AIM OF THE EXERCISE
Reproduce word for word the lines below, from the very first one through the line that contains "point(109, 61)", including that line.

MATERIAL PROVIDED
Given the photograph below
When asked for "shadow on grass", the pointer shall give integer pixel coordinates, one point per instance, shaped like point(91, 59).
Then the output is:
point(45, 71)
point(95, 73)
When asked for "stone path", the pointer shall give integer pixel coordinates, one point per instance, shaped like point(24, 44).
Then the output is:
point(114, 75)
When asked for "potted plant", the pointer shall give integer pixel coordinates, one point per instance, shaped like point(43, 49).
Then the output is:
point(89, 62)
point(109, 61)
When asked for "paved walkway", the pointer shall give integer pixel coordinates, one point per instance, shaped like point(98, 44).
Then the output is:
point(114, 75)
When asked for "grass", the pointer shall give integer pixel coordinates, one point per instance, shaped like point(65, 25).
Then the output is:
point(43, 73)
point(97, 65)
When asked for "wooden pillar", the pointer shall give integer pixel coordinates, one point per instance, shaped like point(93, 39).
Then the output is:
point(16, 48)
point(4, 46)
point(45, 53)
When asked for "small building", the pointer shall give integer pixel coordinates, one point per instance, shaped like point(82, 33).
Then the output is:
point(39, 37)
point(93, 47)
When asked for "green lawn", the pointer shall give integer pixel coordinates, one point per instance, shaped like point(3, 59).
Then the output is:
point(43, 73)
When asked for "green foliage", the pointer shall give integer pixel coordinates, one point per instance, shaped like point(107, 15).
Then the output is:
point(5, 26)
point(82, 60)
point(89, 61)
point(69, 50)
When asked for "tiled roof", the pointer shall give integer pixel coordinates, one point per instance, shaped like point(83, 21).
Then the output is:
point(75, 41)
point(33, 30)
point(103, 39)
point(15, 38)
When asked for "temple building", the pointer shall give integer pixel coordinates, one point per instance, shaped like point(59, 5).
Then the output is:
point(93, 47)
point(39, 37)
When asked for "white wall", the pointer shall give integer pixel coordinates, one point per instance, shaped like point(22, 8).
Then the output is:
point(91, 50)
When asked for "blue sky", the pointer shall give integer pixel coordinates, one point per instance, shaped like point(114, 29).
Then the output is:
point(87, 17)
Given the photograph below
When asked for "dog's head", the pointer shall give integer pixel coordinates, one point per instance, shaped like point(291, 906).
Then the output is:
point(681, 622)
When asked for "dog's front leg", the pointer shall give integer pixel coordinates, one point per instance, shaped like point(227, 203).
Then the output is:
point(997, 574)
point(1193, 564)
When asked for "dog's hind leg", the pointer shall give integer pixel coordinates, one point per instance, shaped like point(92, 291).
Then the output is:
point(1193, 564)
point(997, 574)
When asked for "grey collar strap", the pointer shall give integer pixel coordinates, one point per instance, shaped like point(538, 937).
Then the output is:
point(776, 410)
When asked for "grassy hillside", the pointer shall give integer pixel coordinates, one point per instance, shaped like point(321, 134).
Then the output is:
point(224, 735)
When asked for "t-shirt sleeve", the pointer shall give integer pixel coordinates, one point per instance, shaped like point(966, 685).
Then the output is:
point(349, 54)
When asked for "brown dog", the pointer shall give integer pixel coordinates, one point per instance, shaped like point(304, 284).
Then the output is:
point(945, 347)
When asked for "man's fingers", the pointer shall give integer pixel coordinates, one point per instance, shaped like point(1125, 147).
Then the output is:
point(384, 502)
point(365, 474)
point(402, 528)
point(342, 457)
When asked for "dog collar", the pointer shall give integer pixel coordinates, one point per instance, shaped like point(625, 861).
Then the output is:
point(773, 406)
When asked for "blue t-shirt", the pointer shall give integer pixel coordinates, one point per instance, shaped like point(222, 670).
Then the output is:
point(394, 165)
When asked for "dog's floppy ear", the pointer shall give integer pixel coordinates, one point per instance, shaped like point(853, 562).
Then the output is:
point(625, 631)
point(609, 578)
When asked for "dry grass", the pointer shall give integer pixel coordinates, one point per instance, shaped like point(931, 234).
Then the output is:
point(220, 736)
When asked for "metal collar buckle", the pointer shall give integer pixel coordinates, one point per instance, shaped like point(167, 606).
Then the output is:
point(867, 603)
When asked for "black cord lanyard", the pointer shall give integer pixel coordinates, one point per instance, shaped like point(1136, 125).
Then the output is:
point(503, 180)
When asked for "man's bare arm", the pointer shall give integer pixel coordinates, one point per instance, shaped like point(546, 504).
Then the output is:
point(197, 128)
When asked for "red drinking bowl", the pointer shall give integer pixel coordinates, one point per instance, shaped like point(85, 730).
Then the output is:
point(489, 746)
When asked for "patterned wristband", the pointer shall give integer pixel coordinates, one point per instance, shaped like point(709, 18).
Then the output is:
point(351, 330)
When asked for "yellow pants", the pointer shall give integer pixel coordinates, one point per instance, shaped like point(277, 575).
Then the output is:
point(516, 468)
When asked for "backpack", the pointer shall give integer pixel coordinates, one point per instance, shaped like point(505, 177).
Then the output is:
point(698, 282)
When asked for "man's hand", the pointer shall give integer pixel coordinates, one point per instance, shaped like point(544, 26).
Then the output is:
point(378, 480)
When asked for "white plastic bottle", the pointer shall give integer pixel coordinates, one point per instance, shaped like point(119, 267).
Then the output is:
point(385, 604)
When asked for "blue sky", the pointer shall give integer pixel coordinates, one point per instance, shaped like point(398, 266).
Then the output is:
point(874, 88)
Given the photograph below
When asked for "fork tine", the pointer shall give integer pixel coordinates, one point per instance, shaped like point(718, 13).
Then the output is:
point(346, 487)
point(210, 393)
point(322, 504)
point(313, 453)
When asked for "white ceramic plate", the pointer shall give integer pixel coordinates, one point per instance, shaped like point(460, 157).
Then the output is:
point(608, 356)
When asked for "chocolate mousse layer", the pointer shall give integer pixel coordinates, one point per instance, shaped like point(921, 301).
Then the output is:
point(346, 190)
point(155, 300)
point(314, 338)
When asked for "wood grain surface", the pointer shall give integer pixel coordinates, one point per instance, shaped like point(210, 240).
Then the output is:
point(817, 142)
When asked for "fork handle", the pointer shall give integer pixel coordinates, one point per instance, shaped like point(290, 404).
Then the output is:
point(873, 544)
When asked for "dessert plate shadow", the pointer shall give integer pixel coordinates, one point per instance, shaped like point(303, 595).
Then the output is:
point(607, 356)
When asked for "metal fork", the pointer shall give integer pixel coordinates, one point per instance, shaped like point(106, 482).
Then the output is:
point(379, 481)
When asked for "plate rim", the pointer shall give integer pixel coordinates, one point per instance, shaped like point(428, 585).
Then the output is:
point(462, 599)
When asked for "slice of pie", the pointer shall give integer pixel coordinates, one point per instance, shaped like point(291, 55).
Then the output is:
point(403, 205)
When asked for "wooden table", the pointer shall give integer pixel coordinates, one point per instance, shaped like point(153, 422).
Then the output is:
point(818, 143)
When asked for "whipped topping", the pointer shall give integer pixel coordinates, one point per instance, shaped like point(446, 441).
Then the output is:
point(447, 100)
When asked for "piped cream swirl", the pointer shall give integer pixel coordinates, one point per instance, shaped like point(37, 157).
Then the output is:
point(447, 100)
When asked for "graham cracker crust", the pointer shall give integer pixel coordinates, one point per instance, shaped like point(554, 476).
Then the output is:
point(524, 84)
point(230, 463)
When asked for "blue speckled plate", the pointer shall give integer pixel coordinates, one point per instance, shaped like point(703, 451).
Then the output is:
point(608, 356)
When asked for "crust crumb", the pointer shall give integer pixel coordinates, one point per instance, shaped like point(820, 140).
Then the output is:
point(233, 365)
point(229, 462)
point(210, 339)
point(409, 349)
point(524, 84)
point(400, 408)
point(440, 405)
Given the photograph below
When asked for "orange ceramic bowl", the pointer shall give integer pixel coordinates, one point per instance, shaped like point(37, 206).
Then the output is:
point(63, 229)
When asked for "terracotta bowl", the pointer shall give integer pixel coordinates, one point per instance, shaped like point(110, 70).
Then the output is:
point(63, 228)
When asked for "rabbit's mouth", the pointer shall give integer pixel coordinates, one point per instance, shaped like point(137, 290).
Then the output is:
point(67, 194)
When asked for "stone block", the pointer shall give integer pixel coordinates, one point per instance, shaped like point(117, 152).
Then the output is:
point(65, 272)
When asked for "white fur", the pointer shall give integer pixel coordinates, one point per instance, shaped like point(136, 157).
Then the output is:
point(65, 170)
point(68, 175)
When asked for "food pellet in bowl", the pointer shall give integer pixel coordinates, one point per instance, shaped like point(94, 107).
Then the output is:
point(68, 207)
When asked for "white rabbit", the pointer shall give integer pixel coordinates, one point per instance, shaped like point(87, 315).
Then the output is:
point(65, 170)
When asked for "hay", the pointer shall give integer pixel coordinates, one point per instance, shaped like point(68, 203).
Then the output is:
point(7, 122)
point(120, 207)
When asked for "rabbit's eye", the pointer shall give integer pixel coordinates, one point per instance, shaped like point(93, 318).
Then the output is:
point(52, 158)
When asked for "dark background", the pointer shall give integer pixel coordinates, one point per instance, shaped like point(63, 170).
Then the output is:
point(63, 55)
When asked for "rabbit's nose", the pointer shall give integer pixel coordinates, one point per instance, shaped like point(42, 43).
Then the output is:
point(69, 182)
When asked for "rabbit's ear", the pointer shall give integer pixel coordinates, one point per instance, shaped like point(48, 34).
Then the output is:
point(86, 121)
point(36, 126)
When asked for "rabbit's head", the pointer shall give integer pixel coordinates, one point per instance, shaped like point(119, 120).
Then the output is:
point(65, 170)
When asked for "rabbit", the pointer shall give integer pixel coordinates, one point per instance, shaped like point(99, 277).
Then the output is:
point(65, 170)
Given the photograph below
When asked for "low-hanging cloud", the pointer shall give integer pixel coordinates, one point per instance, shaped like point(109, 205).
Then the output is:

FINAL ANSWER
Given the photograph below
When asked for "shadow on grass", the pointer shall give integer pixel coordinates, one point per instance, shaped like point(91, 59).
Then the output is:
point(45, 71)
point(95, 73)
When asked for "stone path", the pointer shall give integer pixel coordinates, one point per instance, shaped like point(24, 44).
Then the output is:
point(114, 75)
When asked for "potted plant", the pointer shall give integer pixel coordinates, one point per instance, shaped like point(43, 49).
Then the output is:
point(89, 62)
point(109, 61)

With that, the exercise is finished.